● **To do**
Your task is to extract the lines from the one holding "Wildlife-survey input: mark every instance of the cat in" through the end of the material. Set them down exactly and add nothing.

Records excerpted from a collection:

....

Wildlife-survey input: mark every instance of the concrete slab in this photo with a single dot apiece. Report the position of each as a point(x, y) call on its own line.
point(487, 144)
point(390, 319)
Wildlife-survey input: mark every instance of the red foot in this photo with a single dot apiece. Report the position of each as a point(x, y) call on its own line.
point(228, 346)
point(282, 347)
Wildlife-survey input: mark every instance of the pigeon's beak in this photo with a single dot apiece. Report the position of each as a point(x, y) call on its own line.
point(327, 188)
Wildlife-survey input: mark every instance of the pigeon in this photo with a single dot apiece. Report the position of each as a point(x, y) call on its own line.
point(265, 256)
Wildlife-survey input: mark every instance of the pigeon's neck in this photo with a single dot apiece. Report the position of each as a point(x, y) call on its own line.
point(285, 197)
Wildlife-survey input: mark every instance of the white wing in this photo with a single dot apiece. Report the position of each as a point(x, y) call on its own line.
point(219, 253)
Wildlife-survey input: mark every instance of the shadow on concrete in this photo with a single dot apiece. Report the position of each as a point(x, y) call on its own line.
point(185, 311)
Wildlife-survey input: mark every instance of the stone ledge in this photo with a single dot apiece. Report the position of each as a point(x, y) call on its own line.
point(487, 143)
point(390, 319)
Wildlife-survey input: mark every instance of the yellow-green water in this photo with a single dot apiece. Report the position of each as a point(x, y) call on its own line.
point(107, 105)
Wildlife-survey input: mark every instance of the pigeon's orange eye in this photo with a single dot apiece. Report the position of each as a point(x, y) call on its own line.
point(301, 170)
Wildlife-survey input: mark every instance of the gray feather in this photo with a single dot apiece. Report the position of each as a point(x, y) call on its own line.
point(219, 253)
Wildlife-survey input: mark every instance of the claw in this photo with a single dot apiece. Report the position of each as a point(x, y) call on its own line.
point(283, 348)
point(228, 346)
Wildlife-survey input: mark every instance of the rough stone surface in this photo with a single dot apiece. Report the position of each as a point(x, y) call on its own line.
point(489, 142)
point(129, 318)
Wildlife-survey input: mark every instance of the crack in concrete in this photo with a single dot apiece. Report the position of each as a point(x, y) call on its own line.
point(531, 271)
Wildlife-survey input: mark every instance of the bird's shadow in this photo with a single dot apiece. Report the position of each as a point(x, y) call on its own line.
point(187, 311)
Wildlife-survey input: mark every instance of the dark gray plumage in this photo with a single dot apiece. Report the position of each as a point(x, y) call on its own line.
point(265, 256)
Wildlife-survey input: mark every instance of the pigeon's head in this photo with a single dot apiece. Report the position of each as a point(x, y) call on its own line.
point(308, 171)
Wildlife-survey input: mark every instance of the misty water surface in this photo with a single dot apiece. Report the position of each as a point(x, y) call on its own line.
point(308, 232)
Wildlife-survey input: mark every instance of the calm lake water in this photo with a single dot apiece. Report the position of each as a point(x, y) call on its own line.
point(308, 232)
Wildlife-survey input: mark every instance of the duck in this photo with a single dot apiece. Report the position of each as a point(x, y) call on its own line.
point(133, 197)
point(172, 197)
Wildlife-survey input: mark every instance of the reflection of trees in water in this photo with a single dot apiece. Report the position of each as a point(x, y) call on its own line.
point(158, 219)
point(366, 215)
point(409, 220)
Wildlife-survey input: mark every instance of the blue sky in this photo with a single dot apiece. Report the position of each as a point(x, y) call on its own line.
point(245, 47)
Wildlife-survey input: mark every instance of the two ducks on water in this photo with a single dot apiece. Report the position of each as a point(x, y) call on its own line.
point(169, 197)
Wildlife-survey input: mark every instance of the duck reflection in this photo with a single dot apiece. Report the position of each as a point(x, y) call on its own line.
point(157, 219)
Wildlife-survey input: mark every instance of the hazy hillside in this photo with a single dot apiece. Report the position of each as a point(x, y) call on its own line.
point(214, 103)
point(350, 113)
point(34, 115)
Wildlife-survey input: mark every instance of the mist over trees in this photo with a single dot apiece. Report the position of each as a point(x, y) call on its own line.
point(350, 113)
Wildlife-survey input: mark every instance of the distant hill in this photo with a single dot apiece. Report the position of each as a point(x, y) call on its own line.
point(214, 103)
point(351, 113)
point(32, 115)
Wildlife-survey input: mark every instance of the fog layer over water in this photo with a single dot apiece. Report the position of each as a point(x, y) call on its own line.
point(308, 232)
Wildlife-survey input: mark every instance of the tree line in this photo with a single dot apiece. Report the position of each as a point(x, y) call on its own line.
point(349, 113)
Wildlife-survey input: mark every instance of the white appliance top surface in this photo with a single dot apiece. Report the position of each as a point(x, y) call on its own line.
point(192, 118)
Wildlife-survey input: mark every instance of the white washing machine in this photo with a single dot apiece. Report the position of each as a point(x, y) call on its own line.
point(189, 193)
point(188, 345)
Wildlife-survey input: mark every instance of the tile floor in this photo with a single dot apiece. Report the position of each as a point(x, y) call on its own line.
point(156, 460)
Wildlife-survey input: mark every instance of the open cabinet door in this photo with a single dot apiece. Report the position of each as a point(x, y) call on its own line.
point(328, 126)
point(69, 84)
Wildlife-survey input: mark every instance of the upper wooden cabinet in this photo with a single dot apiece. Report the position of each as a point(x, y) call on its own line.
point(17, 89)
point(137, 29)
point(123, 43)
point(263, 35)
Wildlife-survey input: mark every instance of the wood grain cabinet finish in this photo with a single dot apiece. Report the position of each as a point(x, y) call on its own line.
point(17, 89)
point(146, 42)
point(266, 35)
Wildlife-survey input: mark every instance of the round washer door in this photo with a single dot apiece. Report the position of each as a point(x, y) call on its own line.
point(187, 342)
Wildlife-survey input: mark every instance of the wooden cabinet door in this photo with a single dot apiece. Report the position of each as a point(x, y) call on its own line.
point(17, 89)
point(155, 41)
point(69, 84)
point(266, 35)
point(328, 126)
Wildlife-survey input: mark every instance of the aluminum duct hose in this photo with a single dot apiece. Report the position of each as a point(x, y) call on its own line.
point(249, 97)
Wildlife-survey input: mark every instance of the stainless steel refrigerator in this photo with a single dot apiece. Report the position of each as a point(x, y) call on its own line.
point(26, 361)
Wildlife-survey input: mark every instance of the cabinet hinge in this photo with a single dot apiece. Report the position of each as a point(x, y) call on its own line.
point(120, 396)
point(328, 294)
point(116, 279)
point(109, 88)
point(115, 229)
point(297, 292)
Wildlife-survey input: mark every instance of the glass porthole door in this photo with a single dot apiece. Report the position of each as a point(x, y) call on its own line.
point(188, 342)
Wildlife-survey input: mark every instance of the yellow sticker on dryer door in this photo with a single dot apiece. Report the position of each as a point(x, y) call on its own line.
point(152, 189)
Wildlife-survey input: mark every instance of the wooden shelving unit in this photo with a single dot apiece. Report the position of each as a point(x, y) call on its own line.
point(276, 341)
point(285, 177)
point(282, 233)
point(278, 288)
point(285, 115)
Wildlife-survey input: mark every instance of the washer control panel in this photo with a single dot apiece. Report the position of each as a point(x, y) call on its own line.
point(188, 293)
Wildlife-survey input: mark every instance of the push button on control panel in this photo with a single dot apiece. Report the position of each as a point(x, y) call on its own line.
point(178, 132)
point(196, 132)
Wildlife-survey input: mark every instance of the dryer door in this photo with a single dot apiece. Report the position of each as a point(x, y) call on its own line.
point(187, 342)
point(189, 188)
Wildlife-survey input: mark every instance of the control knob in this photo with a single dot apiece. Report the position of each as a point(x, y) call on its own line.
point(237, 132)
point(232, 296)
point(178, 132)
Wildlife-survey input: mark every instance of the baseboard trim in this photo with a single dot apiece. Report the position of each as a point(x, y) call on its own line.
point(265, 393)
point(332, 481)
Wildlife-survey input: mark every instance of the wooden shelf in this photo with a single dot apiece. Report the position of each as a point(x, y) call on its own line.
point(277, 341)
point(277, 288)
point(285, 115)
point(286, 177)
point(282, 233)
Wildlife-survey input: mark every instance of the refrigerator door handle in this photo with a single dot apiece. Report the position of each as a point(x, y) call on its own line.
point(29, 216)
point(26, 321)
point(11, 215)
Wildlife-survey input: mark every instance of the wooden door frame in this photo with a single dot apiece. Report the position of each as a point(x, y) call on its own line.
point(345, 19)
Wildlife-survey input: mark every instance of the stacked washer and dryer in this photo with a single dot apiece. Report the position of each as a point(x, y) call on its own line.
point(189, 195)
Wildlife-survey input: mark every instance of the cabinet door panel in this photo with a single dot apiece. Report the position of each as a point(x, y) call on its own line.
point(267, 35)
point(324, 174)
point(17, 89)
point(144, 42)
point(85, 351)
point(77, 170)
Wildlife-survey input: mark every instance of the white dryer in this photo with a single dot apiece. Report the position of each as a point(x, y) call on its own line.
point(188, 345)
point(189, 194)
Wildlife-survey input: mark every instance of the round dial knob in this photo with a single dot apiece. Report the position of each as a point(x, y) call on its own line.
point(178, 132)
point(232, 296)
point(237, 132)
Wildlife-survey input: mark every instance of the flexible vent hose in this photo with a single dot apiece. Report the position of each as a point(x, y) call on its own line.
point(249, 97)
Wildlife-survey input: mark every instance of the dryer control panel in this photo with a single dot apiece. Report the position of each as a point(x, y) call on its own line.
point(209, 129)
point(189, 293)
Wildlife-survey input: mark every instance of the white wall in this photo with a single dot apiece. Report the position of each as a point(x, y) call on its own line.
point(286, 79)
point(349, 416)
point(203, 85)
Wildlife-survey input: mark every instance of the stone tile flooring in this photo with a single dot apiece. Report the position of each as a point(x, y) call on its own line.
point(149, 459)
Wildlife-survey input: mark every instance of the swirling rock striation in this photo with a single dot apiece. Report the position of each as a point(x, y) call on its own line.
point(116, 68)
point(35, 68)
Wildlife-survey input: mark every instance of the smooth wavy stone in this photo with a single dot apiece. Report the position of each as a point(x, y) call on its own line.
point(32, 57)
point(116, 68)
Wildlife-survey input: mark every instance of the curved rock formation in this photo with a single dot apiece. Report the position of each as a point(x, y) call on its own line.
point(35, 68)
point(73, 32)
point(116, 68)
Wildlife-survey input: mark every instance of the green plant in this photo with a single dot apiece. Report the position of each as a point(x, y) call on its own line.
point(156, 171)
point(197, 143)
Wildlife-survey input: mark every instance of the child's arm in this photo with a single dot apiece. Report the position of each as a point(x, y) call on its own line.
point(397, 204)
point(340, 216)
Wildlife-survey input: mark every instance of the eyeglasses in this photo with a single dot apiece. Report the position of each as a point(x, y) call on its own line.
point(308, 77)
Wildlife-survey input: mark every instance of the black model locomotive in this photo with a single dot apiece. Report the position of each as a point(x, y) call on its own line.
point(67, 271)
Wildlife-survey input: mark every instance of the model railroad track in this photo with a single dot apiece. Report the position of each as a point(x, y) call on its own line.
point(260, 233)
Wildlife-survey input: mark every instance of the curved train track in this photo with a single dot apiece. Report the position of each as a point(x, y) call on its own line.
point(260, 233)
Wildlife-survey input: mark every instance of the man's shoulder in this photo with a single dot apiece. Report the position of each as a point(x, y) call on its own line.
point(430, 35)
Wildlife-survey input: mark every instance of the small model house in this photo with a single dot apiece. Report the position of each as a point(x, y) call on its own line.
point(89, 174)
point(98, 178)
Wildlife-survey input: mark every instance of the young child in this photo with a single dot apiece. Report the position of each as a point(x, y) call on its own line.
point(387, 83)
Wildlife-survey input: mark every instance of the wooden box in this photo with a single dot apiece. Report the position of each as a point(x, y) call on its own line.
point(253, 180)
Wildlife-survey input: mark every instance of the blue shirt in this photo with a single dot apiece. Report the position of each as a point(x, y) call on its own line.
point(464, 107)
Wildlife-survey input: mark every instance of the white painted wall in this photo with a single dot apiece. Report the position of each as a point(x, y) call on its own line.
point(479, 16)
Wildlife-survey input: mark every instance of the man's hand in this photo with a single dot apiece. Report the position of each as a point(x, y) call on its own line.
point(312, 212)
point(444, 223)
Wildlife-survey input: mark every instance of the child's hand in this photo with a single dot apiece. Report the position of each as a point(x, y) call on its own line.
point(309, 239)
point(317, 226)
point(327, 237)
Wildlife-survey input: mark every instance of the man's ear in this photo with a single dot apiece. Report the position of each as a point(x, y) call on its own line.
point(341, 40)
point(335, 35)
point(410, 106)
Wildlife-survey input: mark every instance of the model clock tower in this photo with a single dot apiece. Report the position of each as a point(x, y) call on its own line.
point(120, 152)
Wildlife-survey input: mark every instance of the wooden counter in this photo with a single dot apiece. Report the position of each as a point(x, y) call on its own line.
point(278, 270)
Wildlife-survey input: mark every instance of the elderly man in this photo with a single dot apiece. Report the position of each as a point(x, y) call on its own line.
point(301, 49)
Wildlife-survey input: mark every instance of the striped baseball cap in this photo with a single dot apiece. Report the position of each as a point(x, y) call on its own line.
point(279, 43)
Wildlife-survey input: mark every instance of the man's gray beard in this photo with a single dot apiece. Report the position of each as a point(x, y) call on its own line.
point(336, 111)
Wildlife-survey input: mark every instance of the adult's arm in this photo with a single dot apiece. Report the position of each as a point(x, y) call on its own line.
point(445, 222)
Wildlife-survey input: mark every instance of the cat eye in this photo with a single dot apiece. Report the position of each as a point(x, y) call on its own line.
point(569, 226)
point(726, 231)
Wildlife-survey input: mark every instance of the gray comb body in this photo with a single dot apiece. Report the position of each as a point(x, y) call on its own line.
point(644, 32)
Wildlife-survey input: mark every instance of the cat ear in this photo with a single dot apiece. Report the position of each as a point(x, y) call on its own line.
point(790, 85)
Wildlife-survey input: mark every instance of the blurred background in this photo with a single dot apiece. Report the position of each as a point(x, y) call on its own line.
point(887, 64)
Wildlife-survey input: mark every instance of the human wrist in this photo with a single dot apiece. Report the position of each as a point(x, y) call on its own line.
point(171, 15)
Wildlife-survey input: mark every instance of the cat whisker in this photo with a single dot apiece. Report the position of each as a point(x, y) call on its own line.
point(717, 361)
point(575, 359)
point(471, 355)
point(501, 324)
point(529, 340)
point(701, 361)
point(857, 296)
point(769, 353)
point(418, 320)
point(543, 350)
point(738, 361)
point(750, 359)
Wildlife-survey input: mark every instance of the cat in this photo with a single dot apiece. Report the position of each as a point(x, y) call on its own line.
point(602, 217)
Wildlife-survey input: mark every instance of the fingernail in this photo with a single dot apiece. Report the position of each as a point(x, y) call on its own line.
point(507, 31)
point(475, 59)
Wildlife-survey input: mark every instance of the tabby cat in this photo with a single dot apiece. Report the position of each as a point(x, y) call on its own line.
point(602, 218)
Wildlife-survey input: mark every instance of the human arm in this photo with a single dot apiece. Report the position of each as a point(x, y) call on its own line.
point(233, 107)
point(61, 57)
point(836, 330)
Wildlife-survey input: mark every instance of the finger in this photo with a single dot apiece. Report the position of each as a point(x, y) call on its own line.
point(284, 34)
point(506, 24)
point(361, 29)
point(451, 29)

....

● **Task output**
Wildlife-survey input: mark every instance of the cat in this photo with a single dot apiece. Report the position of each as a point(x, y) call on its own line.
point(602, 217)
Wildlife-survey input: mark every instance of the fingernail in this photo with a single dot apiece. Report the position of each as a point(x, y) call on its own line.
point(507, 31)
point(475, 59)
Wildlife-survey input: mark every instance of the tabby cat in this photo with a single dot apiece. Report the position of each as a point(x, y) call on its own line.
point(602, 218)
Wildlife-survey input: mark every instance of the human arm in this photo with a single dot apiece. Report the position of each as a point(x, y) call on its own line.
point(233, 107)
point(61, 57)
point(836, 330)
Wildlife-survey input: mark every instance of the finger in this photo with a single dot apiece. Report the position of each as a point(x, y) call on its own line.
point(284, 34)
point(506, 24)
point(361, 29)
point(451, 29)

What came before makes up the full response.